**Фрагмент документа:**
============================================================
Перестройка и второй (после 1960-х годов) читательский бум конца 1980-х — начала 1990-х закончились резким падением статуса литературы в обществе и, казалось бы, нарастающим доминированием постмодернистского дискурса, ставшего почти столь же тотально употребительным, как ранее соцреализм[40]. Однако одновременно с процессом дезавуирования реалистических и модернистских интенций, те стратегии, которые первыми обозначили себя как постмодернистские, выявили кризис и исчерпанность многих практик, прежде всего по причине исчезновения пласта сакральных советских понятий, атрибутов, символов (представлявших главный источник накопления символического капитала) и в силу стремительной процедуры адаптации наиболее радикальных приемов в масс-медиа и поп-культуре. Кроме того, в российском социальном пространстве не завершились процессы автономизации поля культурного производства и не возникли институции, способные использовать инновационные импульсы в культуре[41]. То, как различные исследователи (М. Липовецкий, В. Линецкий, Б. Гройс, М. Эпштейн, В. Курицын и др.) оценивают современную постмодернистскую практику, анализируется нами в главе “Теория и практика постмодернизма в эпоху кризиса”. Так, Линецкий рассматривает практику “новой постмодернистской литературы” не столько как транскрипцию западного постмодернизма, сколько как своеобразный ответ, попытку преодолеть его. А для Эпштейна, резонно отделяющего доперестроечный, советский постмодернизм в его дорефлективном состоянии от постперестроечного[42], рефлективного, несомненно, что “начало рефлексии над российским постмодернизмом уже означает пришествие его скорого конца, исчерпание его органических возможностей, — в отличие от Запада, где постмодернизм как раз начался с рефлексии о себе” (Эпштейн 1996: 188). По мнению Гройса, главная заслуга постмодернистской практики в том, что она “как бы завершила сталинский проект, выявила его внутреннюю структуру, отрефлексировала его и поэтому впервые сделала его наглядным” (Гройс 1993: 71). В то время как для Серафимы Ролл, “кризис концептуального искусства в России во многом связан с его схематичностью, его предсказуемостью даже в игровом исполнении. Эта явная самодостаточность смысловых ходов и интеллектуально-игровых моментов почти полностью исключает из текста проблемы прочувствования бытия или новую социализацию индивидуума” (Постмодернисты 1996: 54).
============================================================
Записи точечной разметки
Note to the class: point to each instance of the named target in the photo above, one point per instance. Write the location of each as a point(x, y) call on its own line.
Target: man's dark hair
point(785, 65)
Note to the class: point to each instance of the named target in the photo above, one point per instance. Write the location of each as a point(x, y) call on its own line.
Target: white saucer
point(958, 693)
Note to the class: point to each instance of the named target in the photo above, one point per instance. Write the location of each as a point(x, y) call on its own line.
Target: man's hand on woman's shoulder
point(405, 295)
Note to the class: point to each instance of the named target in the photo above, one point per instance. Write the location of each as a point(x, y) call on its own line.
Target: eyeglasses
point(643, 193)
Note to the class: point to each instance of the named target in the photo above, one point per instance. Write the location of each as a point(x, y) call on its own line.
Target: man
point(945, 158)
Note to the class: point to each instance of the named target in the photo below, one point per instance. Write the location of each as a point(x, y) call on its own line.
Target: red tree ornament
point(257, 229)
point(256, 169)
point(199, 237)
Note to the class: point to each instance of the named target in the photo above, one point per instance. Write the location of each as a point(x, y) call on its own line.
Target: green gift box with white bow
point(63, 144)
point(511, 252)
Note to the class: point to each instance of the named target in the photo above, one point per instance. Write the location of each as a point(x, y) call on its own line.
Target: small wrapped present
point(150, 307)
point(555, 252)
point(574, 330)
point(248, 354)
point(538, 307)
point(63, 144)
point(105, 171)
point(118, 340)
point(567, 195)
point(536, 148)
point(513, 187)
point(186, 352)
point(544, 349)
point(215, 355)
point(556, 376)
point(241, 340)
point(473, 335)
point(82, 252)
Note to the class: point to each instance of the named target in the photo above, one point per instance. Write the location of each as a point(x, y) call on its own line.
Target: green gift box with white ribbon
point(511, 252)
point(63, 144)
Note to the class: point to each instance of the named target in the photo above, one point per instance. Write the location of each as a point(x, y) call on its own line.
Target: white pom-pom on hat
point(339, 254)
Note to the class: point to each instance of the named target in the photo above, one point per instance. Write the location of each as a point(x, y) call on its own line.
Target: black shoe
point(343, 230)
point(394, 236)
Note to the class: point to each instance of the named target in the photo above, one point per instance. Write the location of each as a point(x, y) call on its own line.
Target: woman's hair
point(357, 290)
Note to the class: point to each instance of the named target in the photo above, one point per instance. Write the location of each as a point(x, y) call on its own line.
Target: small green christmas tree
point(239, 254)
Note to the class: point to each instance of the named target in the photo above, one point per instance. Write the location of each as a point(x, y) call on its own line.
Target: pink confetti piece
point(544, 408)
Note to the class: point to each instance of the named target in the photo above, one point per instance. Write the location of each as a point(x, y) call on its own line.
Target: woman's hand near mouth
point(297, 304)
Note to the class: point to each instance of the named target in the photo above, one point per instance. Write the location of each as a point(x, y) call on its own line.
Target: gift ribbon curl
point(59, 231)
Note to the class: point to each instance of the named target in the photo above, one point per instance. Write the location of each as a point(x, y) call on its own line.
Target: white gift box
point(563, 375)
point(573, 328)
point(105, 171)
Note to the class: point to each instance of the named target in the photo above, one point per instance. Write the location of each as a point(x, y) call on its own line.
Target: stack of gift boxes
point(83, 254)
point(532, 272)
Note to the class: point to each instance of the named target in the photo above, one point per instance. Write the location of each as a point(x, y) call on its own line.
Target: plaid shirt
============================================================
**Задача:**
Пожалуйста, напишите продолжение фрагмента о российском постмодернизме после его последнего предложения. Записи никак не связаны с фрагментом.

**Ответ на задачу:**
Анализируя актуальные постмодернистские стратегии, явившиеся результатом попыток выйти из кризисного состояния, мы выявляем несколько устойчивых, хотя и разноприродных тенденций: редукция и адаптация радикальных практик в поле массовой культуры (Виктор Пелевин и Тимур Кибиров); романтизация и демонизация стратегий (Виктор Ерофеев и Владимир Сорокин); соединение модернистских, реалистических и постмодернистских тенденций в такой пропорции и последовательности, что постмодернистская концепция как бы дописывается в виде комментария к созданному ранее модернистскому тексту (Андрей Битов)[43]; поиск новых зон власти, в основном, выразившийся в постепенной замене “советского” на “русское” ввиду истощения и десакрализации пласта советской идеологии (Пригов, Сорокин); противопоставление постмодернистских и модернистких практик в условиях реставрации социального заказа на утопический реализм и убеждения, что постмодернистские стратегии разворачиваются в культуре, не до конца прошедшей стадию модерности[44].
Поэтому то, что понимается под кризисом постмодернизма, может быть раскрыто как 1) кризис имманентный (то есть вызванный ощущением исчерпанности вполне определенных приемов, впервые апробированных авторами “московского концептуализма” — наиболее радикального варианта русской постмодернизма), 2) как часть общего кризиса литературоцентризма (и шире — институционального кризиса русской культуры) и 3) как следствие своеобразия поля русской культуры, не прошедшего период автономизации и блокирующего признание ценности инновационных импульсов, благодаря чему продуктивной объявляется редукционистская практика, адаптирующая радикальные приемы в поле массовой культуры.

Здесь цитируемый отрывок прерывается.